3.4: Coherence Theorems

Argument: Coherence theorems dictate that any agent is either an expected utility maximizer(which will theorefore attempt to ensure the value alignment of its successors) or is predictably throwing away resources(and is therefore noncompetitive)

Response: Agents that attempt to accrue power to themselves and their successors should not be exploitable if they are competent. An agent that autopoietically values empowering its successors can be seen as maximizing a utility function -- one that assigns higher value to trajectories of the universe where its successors are plentiful and have influence. The arguments given above imply that some utility functions, those that assign value to a broad range of successors, can be more easily maximized than others.

3.5: Unipolarity

Argument: The world has seen a trend towards greater centralization of political power. If this trend continues, or if some other force causes the creation of a singleton(e.g. a single AI greatly increasing in power in a FOOM scenario) then the singleton can prevent the occurrence of further competition.

Response: Even a singleton will likely still have competitive pressures of some sort acting on its sub-components. A singleton that totally suppresses internal competition faces the risk of rotting and ultimately being destroyed. Furthermore, it's not clear if the creation of a singleton is likely to occur. Scenarios where a single agent suddenly gains massively in power are seen as implausible by many. The historical trend towards political centralization might be a side effect of being confined to the Earth: in a future where our civilization has become interstellar, it may be difficult to enforce governance over breakaways who expand into space at close to light-speed.

3.6: Improved Representations

I've never seen anyone explicitly make this argument, but I think it's interesting and might be an underlying driver of intuitions.

Argument: Considering past autopoietic systems, we have seen a continual increase in the quality and comprehensiveness of their representations of the world. While simple baceteria can only track chemical gradients in their immediate environment, humans have rich, accurate representations of the world and its workings stretching to the limits of the reachable universe. Past value instability was largely caused by agents making decisions based on faulty or incomplete representations of the world, so we should expect values to stabilize as representations become closer to accurately reflecting the world.

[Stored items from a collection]
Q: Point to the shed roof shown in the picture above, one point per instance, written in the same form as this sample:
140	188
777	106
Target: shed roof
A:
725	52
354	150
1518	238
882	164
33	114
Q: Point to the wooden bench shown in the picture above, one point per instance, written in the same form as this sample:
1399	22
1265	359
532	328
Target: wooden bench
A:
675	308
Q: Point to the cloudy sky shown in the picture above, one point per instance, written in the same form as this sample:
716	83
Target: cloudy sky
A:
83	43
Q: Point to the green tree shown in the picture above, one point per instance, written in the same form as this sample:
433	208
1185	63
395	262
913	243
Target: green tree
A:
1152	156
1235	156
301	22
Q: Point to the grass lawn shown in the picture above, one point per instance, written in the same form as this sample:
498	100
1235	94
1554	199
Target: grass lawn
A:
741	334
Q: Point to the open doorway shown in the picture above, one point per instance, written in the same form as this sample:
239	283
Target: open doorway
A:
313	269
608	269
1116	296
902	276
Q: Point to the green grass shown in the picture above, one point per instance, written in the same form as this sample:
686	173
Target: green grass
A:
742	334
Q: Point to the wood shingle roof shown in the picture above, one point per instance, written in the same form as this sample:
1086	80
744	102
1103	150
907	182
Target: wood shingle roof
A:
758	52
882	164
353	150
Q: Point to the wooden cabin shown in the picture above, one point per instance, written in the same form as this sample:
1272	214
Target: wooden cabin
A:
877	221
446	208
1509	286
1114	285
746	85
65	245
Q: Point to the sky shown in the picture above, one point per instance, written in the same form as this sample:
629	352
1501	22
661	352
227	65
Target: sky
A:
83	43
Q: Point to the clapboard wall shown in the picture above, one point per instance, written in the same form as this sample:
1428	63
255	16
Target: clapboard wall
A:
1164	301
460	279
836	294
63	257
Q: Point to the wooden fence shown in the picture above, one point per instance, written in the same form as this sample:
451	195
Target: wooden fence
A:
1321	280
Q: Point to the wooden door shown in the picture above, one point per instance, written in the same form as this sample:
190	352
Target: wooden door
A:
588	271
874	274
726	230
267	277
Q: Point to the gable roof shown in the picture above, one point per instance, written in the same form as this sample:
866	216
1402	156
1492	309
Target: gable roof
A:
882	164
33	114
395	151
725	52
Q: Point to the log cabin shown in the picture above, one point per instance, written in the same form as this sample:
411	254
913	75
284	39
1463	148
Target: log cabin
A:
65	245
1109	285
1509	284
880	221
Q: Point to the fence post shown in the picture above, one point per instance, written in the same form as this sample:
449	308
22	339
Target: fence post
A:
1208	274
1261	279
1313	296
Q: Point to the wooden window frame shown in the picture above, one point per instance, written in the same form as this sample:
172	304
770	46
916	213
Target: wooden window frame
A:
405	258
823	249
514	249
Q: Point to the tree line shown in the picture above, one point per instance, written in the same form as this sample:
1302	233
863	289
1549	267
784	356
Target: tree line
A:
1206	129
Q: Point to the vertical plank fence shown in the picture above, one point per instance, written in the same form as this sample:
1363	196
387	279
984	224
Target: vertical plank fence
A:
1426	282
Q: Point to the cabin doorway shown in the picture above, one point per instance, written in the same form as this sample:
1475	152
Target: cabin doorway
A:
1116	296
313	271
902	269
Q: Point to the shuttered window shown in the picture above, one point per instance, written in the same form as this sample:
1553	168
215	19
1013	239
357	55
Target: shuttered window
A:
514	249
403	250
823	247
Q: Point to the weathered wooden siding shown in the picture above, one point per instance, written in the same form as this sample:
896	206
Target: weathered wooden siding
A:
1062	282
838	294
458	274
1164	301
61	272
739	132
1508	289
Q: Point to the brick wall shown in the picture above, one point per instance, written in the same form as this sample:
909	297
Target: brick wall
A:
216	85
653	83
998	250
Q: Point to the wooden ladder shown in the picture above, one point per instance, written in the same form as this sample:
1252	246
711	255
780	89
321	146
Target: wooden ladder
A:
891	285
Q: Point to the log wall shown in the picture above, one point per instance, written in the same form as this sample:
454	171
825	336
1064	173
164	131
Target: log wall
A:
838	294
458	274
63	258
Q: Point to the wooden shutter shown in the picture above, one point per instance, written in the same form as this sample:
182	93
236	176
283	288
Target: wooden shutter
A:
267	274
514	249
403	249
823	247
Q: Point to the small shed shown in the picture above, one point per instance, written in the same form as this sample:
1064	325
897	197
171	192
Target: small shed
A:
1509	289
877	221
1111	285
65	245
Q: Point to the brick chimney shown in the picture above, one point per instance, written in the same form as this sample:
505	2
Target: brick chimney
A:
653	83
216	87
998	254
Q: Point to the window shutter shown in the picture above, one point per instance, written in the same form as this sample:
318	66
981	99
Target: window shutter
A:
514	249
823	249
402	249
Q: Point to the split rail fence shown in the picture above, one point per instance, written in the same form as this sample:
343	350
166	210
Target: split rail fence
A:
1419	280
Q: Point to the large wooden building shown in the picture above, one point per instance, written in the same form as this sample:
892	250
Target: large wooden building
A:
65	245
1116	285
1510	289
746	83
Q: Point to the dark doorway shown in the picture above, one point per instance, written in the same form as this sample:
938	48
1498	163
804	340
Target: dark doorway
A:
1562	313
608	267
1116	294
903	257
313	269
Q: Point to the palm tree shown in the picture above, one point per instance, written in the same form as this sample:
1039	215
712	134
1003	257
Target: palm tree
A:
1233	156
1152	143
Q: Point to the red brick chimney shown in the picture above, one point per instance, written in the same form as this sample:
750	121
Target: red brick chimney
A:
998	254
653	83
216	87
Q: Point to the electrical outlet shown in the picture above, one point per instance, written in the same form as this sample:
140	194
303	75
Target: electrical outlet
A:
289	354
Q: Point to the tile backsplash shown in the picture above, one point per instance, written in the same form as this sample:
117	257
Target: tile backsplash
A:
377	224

# [OBJECTIVE]
Can you reproduce the essay passage from "Response: Even a" down to "driver of intuitions.", renaming each "singleton" as "hegemon"?

# [ANSWER TO THE EXERCISE]
Response: Even a hegemon will likely still have competitive pressures of some sort acting on its sub-components. A hegemon that totally suppresses internal competition faces the risk of rotting and ultimately being destroyed. Furthermore, it's not clear if the creation of a hegemon is likely to occur. Scenarios where a single agent suddenly gains massively in power are seen as implausible by many. The historical trend towards political centralization might be a side effect of being confined to the Earth: in a future where our civilization has become interstellar, it may be difficult to enforce governance over breakaways who expand into space at close to light-speed.

3.6: Improved Representations

I've never seen anyone explicitly make this argument, but I think it's interesting and might be an underlying driver of intuitions.